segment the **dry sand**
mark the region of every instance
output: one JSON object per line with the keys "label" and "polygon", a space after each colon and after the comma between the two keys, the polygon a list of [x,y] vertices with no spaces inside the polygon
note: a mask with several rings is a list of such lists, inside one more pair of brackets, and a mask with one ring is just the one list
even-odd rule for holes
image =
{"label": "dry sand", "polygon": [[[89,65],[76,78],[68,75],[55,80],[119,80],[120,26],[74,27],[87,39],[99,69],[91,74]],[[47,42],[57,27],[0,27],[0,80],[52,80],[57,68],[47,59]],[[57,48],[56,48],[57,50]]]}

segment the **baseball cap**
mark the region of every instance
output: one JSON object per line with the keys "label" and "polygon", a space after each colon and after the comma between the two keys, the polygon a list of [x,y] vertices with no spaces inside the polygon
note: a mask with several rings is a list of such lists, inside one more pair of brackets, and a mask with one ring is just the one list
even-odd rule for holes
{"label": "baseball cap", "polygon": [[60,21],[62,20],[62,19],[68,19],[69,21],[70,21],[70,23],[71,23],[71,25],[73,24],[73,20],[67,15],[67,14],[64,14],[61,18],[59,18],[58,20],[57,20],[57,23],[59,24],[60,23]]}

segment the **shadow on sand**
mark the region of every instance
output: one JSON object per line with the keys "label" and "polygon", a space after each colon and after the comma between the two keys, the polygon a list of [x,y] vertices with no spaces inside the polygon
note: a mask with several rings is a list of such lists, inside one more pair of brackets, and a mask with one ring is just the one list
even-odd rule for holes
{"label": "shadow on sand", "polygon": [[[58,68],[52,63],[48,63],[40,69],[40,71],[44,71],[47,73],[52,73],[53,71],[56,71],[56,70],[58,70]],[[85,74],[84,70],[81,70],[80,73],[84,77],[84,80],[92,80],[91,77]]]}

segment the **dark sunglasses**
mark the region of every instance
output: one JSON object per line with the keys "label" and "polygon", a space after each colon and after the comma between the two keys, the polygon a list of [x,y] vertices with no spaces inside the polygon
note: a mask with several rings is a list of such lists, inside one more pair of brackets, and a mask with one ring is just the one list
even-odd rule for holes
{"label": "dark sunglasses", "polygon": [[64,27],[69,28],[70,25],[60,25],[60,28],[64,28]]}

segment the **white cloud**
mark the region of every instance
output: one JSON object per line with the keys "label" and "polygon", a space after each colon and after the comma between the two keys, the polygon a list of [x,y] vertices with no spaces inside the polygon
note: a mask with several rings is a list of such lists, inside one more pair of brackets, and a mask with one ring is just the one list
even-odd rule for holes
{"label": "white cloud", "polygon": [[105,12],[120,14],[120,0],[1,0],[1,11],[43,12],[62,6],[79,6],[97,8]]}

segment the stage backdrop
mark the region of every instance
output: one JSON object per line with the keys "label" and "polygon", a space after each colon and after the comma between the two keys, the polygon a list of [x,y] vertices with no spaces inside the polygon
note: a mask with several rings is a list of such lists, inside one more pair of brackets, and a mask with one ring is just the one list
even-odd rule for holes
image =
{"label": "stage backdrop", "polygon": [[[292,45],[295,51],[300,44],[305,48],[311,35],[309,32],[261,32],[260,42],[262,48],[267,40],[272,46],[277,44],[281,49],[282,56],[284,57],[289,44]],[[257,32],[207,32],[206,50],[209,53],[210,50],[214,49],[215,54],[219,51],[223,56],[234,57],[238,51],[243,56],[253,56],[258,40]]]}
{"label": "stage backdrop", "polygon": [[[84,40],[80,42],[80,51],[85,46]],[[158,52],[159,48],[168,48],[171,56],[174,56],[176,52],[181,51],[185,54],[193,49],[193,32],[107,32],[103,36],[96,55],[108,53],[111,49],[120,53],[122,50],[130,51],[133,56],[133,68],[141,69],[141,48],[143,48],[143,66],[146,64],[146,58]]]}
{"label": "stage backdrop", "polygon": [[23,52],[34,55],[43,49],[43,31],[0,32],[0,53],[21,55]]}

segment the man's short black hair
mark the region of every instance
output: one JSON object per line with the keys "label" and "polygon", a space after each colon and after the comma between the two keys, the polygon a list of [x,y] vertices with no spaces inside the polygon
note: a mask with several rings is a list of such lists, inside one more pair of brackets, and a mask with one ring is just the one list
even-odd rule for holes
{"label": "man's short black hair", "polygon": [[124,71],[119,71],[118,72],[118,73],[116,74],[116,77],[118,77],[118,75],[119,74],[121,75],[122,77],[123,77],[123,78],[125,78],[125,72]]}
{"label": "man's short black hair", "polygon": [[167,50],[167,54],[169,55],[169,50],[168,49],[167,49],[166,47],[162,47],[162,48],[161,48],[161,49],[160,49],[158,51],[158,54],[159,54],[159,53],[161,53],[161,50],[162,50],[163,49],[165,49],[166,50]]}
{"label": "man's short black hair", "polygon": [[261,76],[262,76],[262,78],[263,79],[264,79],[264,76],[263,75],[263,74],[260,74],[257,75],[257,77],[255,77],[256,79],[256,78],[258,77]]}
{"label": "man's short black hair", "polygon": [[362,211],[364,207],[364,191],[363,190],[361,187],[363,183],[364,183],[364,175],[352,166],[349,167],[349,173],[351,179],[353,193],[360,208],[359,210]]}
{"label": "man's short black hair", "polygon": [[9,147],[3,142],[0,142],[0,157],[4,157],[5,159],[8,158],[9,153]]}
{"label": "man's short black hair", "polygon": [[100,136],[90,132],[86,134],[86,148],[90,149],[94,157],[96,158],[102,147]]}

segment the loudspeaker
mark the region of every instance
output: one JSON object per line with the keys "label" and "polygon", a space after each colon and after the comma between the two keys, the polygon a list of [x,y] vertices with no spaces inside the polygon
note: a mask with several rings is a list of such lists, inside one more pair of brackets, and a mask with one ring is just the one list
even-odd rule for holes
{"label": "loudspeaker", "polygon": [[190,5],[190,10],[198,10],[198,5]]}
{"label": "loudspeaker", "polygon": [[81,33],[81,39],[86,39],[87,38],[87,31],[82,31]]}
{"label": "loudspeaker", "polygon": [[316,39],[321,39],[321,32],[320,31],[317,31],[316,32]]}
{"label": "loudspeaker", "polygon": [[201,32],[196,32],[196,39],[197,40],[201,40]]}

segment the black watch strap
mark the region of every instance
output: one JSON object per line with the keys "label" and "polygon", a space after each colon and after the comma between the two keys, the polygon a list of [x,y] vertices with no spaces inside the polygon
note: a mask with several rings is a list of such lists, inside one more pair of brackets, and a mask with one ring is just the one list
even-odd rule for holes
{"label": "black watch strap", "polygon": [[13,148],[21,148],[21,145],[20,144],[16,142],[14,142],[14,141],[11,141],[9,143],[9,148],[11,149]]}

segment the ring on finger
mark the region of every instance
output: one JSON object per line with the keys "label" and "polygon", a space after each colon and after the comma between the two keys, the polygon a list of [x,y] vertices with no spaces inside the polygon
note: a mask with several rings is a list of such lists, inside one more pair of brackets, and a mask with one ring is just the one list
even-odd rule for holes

+---+

TASK TO CARRY OUT
Please copy out each record, character for character.

SOLVED EXERCISE
segment the **dry sand**
mark the region of every instance
output: one JSON object per line with the keys "label" and "polygon", a space after each colon and after the comma between the two keys, the polygon a list of [x,y] vertices with no spaces inside the polygon
note: a mask with several rings is a list of such lists, inside one more pair of brackets, and a mask with one ring is just the one list
even-odd rule for holes
image =
{"label": "dry sand", "polygon": [[[89,65],[76,78],[68,75],[55,80],[119,80],[120,26],[74,27],[87,39],[99,69],[91,74]],[[47,42],[57,27],[0,27],[0,80],[52,80],[57,68],[47,59]],[[57,48],[56,48],[57,50]]]}

segment the **baseball cap**
mark the region of every instance
output: one JSON object per line with the keys "label" and "polygon", a space after each colon and after the comma between the two keys, the polygon a list of [x,y] vertices with no spaces inside the polygon
note: a mask with several rings is a list of such lists, inside one more pair of brackets, and a mask with one ring is just the one list
even-odd rule for holes
{"label": "baseball cap", "polygon": [[60,21],[62,20],[62,19],[68,19],[69,21],[70,21],[70,23],[71,23],[71,25],[73,24],[73,20],[67,15],[67,14],[64,14],[61,18],[59,18],[58,20],[57,20],[57,23],[59,24],[60,23]]}

segment the **shadow on sand**
mark the region of every instance
output: one JSON object per line with the keys "label" and "polygon", a space after each colon and after the comma between the two keys, the polygon a list of [x,y] vertices with no spaces inside the polygon
note: a mask with several rings is a list of such lists, inside one more pair of brackets, and a mask with one ring is just the one list
even-odd rule for holes
{"label": "shadow on sand", "polygon": [[[58,68],[52,63],[48,63],[40,69],[40,71],[44,71],[47,73],[52,73],[53,71],[56,71],[56,70],[58,70]],[[85,74],[84,70],[81,70],[80,73],[84,77],[84,80],[92,80],[91,77]]]}

segment the **dark sunglasses**
mark the region of every instance
output: one JSON object per line with the keys "label" and "polygon", a space after each colon and after the comma between the two keys, the polygon a list of [x,y] vertices with no spaces inside the polygon
note: a mask with several rings is a list of such lists, inside one more pair of brackets, and a mask with one ring is just the one list
even-odd rule for holes
{"label": "dark sunglasses", "polygon": [[64,27],[69,28],[70,25],[60,25],[60,28],[64,28]]}

segment the **white cloud**
mark the region of every instance
output: one JSON object per line with the keys "label" and "polygon", a space after each colon and after the comma between the two keys, the polygon a list of [x,y] vertices with no spaces inside the polygon
note: a mask with several rings is a list of such lists, inside one more pair of brackets, and a mask with one ring is just the one list
even-odd rule for holes
{"label": "white cloud", "polygon": [[105,12],[120,14],[120,0],[1,0],[1,11],[43,12],[62,6],[79,6],[97,8]]}

segment the stage backdrop
mark the region of every instance
output: one JSON object per line with the keys "label" and "polygon", a space after each colon and after the comma between the two keys, the polygon a list of [x,y] vertices with no spaces inside the polygon
note: a mask with several rings is a list of such lists, inside one more pair of brackets, and a mask with one ring is just the one list
even-odd rule for holes
image =
{"label": "stage backdrop", "polygon": [[[292,45],[295,51],[300,44],[305,48],[311,35],[309,32],[261,32],[260,42],[262,48],[267,40],[272,46],[277,44],[281,49],[282,56],[284,57],[289,44]],[[257,32],[207,32],[206,50],[209,53],[210,50],[214,49],[215,54],[219,51],[223,56],[234,57],[238,51],[243,56],[253,56],[258,40]]]}
{"label": "stage backdrop", "polygon": [[[84,40],[80,42],[80,51],[85,46]],[[158,52],[159,48],[168,48],[171,56],[174,56],[176,52],[181,51],[185,54],[193,49],[193,32],[107,32],[103,36],[96,55],[108,53],[111,49],[120,53],[122,50],[130,51],[133,56],[133,68],[141,69],[141,48],[143,48],[143,66],[146,64],[146,58]]]}
{"label": "stage backdrop", "polygon": [[23,52],[34,55],[43,49],[43,31],[0,32],[0,53],[21,55]]}

segment the man's short black hair
mark the region of every instance
output: one JSON object per line with the keys "label" and "polygon", a space after each colon and after the comma between the two keys, the polygon a list of [x,y] vertices with no spaces inside the polygon
note: a mask with several rings is a list of such lists, inside one more pair of brackets, and a mask with one ring is just the one list
even-odd rule for holes
{"label": "man's short black hair", "polygon": [[124,71],[119,71],[118,72],[118,73],[116,74],[116,77],[118,77],[118,75],[119,74],[121,75],[122,77],[123,77],[123,78],[125,78],[125,72]]}
{"label": "man's short black hair", "polygon": [[167,50],[167,54],[169,55],[169,50],[168,49],[167,49],[166,47],[162,47],[162,48],[161,48],[161,49],[160,49],[158,51],[158,54],[159,54],[159,53],[161,53],[161,50],[162,50],[163,49],[165,49],[166,50]]}
{"label": "man's short black hair", "polygon": [[261,76],[262,76],[262,78],[263,79],[264,79],[264,76],[263,75],[263,74],[260,74],[257,75],[257,77],[255,77],[256,79],[256,78],[258,77]]}
{"label": "man's short black hair", "polygon": [[362,211],[364,207],[364,191],[363,190],[361,187],[363,183],[364,183],[364,175],[352,166],[349,167],[349,173],[351,179],[353,193],[360,208],[359,210]]}
{"label": "man's short black hair", "polygon": [[9,147],[3,142],[0,142],[0,157],[4,157],[5,159],[8,158],[9,153]]}
{"label": "man's short black hair", "polygon": [[100,136],[90,132],[86,134],[86,148],[90,149],[94,157],[96,158],[102,147]]}

segment the loudspeaker
mark the region of every instance
output: one JSON object per line with the keys "label" and "polygon", a space after each colon and after the comma between the two keys, the polygon a list of [x,y] vertices with no spaces inside the polygon
note: a mask with several rings is a list of such lists, inside one more pair of brackets, and a mask with one ring is just the one list
even-odd rule for holes
{"label": "loudspeaker", "polygon": [[190,5],[190,10],[198,10],[198,5]]}
{"label": "loudspeaker", "polygon": [[81,33],[81,39],[86,39],[87,38],[87,31],[82,31]]}
{"label": "loudspeaker", "polygon": [[316,39],[321,39],[321,32],[320,31],[317,31],[316,32]]}
{"label": "loudspeaker", "polygon": [[201,32],[196,32],[196,39],[197,40],[201,40]]}

segment the black watch strap
mark the region of every instance
output: one JSON object per line with the keys "label" and "polygon", a space after each colon and after the comma between the two keys, the polygon a list of [x,y] vertices with no spaces inside the polygon
note: a mask with several rings is a list of such lists, inside one more pair of brackets, and a mask with one ring is just the one list
even-odd rule for holes
{"label": "black watch strap", "polygon": [[13,148],[21,148],[21,145],[20,144],[16,142],[14,142],[14,141],[11,141],[9,143],[9,148],[11,149]]}

segment the ring on finger
mark the region of every instance
output: one JSON object per line with the keys "label" and "polygon", a space after each colon and after the comma between the two keys, the polygon a list of [x,y] vertices with no spaces inside the polygon
note: a mask with several rings is a list of such lists, inside one more pair of brackets, and a mask with one ring is just the one list
even-odd rule for holes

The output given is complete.